→ **WHAT YOU HAVE TO DO**
Give back the data below word for word. Any image in it should be left out.

→ **DATASET RECORDS**
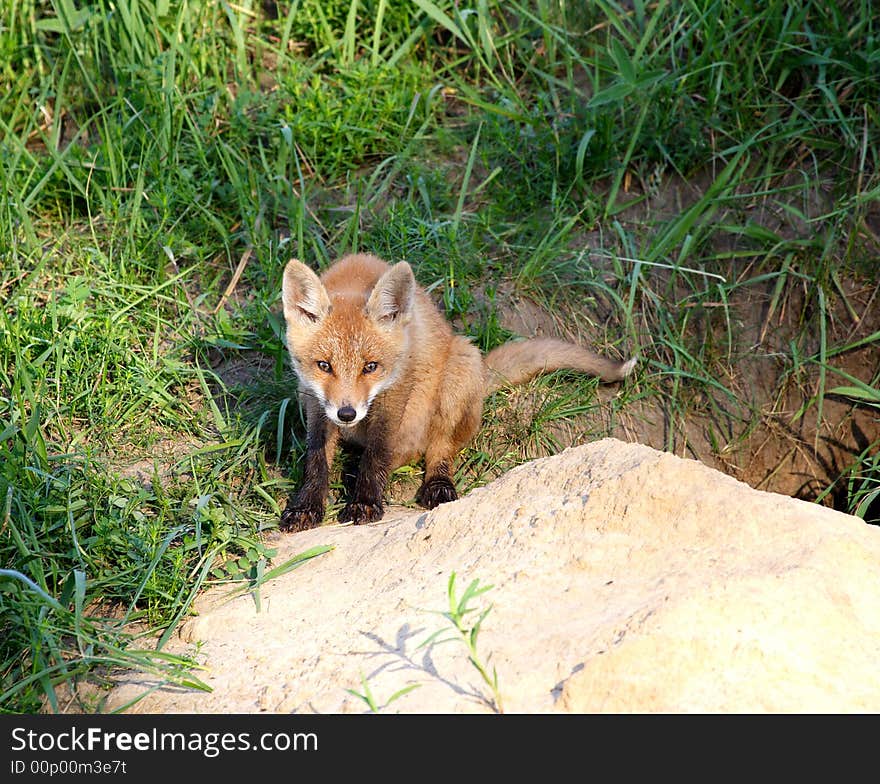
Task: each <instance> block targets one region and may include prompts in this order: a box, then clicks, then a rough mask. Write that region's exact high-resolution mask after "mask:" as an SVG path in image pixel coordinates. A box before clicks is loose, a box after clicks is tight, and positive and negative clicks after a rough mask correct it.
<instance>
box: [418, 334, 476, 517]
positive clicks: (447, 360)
mask: <svg viewBox="0 0 880 784" xmlns="http://www.w3.org/2000/svg"><path fill="white" fill-rule="evenodd" d="M446 378H448V379H454V383H450V384H447V385H445V386H444V387H443V388H442V389H441V398H440V401H439V405H438V407H437V411H436V413H435V415H434V418H433V420H432V421H431V423H430V425H429V427H428V448H427V450H426V451H425V479H424V481H423V482H422V486H421V487H420V488H419V491H418V493H416V502H417V503H419V504H421V505H422V506H425V507H427V508H428V509H433V508H434V507H435V506H438V505H439V504H444V503H446V502H448V501H455V500H456V499H457V498H458V493H457V492H456V490H455V485H454V484H453V482H452V476H453V470H452V467H453V465H454V463H455V459H456V458H457V457H458V453H459V452H460V451H461V450H462V449H463V448H464V447H465V445H467V443H468V442H469V441H470V440H471V439H472V438H473V437H474V435H475V434H476V432H477V430H479V429H480V423H481V421H482V416H483V396H484V394H485V393H484V382H483V360H482V358H481V357H480V354H479V352H478V351H477V349H476V348H475V347H474V346H473V345H471V344H470V343H469V342H468V341H466V340H464V339H463V338H459V339H456V341H455V342H454V343H453V349H452V352H451V353H450V356H449V359H448V360H447V364H446Z"/></svg>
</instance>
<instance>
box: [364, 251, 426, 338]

→ **EXERCISE ANSWER**
Task: each <instance> block targets one region and may include prompts in this order: a box, then clicks, then a rough mask. Write that region's exact high-resolution mask after "mask:" as an SVG path in image pixel coordinates. A box before clicks is loose, a box after clicks is tight, and positive and negative clicks after a rough mask correct it.
<instance>
box: [418, 334, 476, 517]
positive clicks: (447, 360)
mask: <svg viewBox="0 0 880 784" xmlns="http://www.w3.org/2000/svg"><path fill="white" fill-rule="evenodd" d="M446 378H448V379H454V383H450V384H447V385H445V386H444V387H443V388H442V389H441V398H440V401H439V405H438V407H437V411H436V413H435V415H434V418H433V420H432V421H431V423H430V425H429V427H428V448H427V450H426V451H425V479H424V481H423V482H422V486H421V487H420V488H419V491H418V493H416V502H417V503H419V504H421V505H422V506H425V507H427V508H428V509H433V508H434V507H435V506H438V505H439V504H444V503H446V502H448V501H455V500H456V499H457V498H458V493H457V492H456V490H455V485H454V484H453V482H452V476H453V470H452V467H453V465H454V463H455V459H456V458H457V457H458V453H459V452H460V451H461V450H462V449H463V448H464V447H465V445H467V443H468V442H469V441H470V440H471V439H472V438H473V437H474V435H475V434H476V432H477V430H479V429H480V423H481V421H482V416H483V396H484V394H485V393H484V382H483V360H482V358H481V357H480V354H479V352H478V351H477V349H476V348H475V347H474V346H473V345H471V344H470V343H469V342H468V341H466V340H464V339H463V338H459V339H456V341H455V342H454V343H453V349H452V352H451V353H450V356H449V359H448V360H447V364H446Z"/></svg>
</instance>
<instance>
box: [364, 251, 426, 338]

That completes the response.